▶ _Directions for this task_: Write out the whole listing word for word.

• • •

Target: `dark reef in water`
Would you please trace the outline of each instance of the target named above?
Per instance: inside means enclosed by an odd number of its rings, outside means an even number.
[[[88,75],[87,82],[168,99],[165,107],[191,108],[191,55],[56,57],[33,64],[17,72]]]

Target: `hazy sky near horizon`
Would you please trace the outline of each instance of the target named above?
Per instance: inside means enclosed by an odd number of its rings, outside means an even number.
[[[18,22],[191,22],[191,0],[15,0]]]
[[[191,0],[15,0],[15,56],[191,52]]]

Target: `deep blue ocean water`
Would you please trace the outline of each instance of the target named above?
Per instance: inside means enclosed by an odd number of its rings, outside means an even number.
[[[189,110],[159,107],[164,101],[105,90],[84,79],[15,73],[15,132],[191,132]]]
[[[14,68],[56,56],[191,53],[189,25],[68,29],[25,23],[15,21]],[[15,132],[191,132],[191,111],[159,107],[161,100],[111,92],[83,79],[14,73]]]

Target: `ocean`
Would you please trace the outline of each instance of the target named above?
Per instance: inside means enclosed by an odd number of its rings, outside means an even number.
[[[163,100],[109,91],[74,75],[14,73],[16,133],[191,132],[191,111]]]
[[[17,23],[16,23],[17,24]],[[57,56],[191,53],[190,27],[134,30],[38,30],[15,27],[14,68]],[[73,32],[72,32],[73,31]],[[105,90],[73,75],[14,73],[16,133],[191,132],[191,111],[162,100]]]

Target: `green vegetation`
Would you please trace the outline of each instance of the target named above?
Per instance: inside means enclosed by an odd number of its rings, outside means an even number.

• • •

▶ _Task response_:
Target: `dark reef in water`
Would you please trace the outline of each instance of the target named above?
Per instance: inside means enclosed by an odd number of its rings, outside means an even number.
[[[88,75],[87,82],[168,99],[165,107],[191,108],[191,55],[56,57],[33,64],[17,72]]]

Target: `hazy sky near horizon`
Would you please trace the outline of each instance of the target named above?
Per instance: inside means enclosed by an odd number of its rings, outside means an even number.
[[[18,22],[191,22],[191,0],[15,0]]]
[[[191,0],[15,0],[15,56],[191,52]]]

Target: `deep blue ocean water`
Would you please trace the outline of each instance of the target named above?
Per instance: inside means enclosed by an odd number of its rings, outside means an even number.
[[[189,110],[159,107],[164,101],[105,90],[84,79],[15,73],[15,132],[191,132]]]
[[[14,68],[56,56],[191,53],[189,25],[68,29],[25,23],[15,21]],[[15,132],[191,132],[191,111],[159,107],[161,100],[111,92],[83,79],[14,73]]]

Target: `ocean`
Would you please trace the outline of each instance of the target named above?
Per instance: inside means enclosed by an odd number of its rings, outside means an even number.
[[[163,100],[109,91],[74,75],[14,73],[16,133],[191,132],[191,111]]]
[[[17,23],[16,23],[17,24]],[[57,56],[191,53],[190,27],[134,30],[38,30],[15,27],[14,68]],[[73,32],[72,32],[73,31]],[[105,90],[73,75],[14,73],[16,133],[191,132],[191,111],[162,100]]]

Target: `green vegetation`
Would you please trace the outline of each instance of the target named above?
Per instance: inside means enclosed by an odd number of its rings, outside means an even number.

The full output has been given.